----- Records supplied

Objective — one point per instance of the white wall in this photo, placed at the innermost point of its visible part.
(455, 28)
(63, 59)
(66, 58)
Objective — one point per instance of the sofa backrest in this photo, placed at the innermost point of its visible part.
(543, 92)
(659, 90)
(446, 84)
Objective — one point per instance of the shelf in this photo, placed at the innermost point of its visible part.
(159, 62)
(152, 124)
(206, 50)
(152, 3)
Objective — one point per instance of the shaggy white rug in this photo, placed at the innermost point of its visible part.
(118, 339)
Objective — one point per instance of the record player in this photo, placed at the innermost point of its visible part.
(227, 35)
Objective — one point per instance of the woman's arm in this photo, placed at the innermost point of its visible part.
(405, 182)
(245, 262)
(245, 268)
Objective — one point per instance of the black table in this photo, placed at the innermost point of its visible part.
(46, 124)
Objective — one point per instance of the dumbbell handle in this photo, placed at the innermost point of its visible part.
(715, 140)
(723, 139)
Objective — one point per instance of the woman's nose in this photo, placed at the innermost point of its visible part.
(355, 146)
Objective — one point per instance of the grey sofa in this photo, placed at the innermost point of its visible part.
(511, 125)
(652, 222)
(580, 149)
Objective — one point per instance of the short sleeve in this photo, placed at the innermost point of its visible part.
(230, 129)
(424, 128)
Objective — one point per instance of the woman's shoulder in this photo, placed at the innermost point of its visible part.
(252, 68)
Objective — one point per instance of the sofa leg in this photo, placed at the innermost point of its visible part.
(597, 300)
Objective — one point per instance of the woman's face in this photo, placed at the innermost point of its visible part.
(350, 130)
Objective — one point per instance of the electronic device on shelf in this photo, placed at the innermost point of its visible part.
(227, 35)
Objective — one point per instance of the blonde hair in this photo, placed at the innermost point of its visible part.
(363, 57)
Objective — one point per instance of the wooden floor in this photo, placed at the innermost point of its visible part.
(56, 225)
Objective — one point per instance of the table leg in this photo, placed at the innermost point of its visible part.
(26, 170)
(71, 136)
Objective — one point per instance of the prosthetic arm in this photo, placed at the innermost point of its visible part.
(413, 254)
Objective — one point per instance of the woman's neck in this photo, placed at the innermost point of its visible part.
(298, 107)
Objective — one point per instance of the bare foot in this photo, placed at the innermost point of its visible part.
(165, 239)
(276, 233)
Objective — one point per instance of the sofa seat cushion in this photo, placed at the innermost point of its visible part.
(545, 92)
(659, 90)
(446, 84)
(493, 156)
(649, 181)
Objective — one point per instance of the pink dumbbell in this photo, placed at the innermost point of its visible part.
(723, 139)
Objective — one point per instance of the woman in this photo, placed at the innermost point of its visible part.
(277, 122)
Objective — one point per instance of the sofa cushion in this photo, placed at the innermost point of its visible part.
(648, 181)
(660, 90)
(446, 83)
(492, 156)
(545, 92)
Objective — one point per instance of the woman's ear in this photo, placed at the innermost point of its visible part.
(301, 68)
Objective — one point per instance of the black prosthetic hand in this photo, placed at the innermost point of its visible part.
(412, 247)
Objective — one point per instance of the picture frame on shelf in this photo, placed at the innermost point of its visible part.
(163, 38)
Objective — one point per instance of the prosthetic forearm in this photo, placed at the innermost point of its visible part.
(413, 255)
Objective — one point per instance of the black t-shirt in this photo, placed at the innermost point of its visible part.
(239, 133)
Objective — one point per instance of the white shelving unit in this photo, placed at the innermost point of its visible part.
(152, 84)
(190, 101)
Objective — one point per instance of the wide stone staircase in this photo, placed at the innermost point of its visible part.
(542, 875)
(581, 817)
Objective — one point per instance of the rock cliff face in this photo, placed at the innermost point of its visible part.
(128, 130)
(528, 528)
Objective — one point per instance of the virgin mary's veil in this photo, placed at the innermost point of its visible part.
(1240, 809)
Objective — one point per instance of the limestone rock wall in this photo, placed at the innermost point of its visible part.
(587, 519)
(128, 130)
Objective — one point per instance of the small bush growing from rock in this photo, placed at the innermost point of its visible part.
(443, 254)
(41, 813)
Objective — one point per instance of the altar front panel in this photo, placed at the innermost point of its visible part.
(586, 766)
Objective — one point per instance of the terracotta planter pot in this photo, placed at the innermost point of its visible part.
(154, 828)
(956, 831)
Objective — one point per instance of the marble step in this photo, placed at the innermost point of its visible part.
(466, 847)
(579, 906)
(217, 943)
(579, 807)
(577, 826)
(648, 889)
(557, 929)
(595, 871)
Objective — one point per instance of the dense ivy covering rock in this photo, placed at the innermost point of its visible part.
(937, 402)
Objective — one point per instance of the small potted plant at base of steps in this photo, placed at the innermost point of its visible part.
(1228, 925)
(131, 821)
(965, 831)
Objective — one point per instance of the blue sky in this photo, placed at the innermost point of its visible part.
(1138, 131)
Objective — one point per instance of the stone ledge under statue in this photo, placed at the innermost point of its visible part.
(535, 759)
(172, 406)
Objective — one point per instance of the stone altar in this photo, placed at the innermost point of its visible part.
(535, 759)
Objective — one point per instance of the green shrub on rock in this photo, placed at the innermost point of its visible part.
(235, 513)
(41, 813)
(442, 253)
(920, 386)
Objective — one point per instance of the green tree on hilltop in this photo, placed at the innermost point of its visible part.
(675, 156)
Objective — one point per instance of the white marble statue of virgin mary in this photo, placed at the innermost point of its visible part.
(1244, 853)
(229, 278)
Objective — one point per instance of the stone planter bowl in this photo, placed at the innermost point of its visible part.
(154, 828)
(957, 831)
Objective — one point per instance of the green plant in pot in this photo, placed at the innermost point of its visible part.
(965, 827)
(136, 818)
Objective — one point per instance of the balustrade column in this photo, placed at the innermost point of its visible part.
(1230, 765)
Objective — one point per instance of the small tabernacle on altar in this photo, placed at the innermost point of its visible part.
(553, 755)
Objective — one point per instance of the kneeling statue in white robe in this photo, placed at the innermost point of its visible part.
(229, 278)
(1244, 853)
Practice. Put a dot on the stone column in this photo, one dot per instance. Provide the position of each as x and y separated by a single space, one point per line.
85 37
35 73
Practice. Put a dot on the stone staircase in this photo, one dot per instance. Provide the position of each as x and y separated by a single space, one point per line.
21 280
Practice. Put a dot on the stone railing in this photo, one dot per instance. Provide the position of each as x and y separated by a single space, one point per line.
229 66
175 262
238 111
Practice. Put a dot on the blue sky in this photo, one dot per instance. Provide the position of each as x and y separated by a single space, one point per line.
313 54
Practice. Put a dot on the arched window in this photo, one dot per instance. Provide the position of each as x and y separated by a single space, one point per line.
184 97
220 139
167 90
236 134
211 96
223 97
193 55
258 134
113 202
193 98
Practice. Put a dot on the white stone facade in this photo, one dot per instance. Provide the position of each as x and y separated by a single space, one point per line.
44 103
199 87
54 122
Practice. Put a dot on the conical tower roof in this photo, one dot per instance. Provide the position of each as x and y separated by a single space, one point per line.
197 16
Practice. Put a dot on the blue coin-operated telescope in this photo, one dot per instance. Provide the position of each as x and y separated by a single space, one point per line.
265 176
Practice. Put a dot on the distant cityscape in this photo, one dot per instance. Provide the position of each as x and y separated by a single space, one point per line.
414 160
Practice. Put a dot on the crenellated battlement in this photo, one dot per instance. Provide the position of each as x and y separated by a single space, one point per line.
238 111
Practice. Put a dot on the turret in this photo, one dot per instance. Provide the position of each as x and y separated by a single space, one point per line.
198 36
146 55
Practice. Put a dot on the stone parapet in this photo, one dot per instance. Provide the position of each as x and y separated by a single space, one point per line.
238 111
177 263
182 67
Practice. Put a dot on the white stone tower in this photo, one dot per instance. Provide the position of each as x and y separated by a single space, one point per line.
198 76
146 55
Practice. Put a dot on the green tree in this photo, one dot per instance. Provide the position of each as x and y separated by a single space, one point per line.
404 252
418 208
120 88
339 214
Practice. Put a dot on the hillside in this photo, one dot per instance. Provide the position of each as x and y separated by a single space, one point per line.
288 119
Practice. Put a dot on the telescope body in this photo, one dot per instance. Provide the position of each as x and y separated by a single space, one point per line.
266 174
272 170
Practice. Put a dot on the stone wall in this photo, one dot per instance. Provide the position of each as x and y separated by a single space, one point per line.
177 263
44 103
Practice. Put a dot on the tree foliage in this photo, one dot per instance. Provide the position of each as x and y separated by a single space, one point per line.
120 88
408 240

----------

Give back exactly the lines that run from the line with "Practice. Put a dot on the white stone tower" through the close of the material, counting both ends, and nothing more.

Practice. Put a dot on the white stone tower in this photo, one dot per instance. Provide the position of each as x and y separated by a single space, one point per line.
198 76
146 55
Practice. Put a dot on the green tree in this photo, one dot per instance. Provide the position of each as x and y separated by a single space, one point per line.
404 252
418 208
120 88
339 214
Practice. Put a dot on the hillside in this photo, one dot per instance. Provide the position of each as x and y separated by a single space, one point per line.
288 119
Practice. Put a dot on the telescope body in this photo, one dot per instance. Provide the position of each as x and y separated by a single space, one point per line.
266 174
272 170
Practice. Put a dot on the stone wall in this photo, one dot per instance. Provide the position of each as x and y separated by a single space, one point per line.
177 263
44 103
Practice. Put a dot on the tree foliage in this photo, one dot per instance. Provide the position of each as x and y separated by a single space, one point per line.
120 88
408 240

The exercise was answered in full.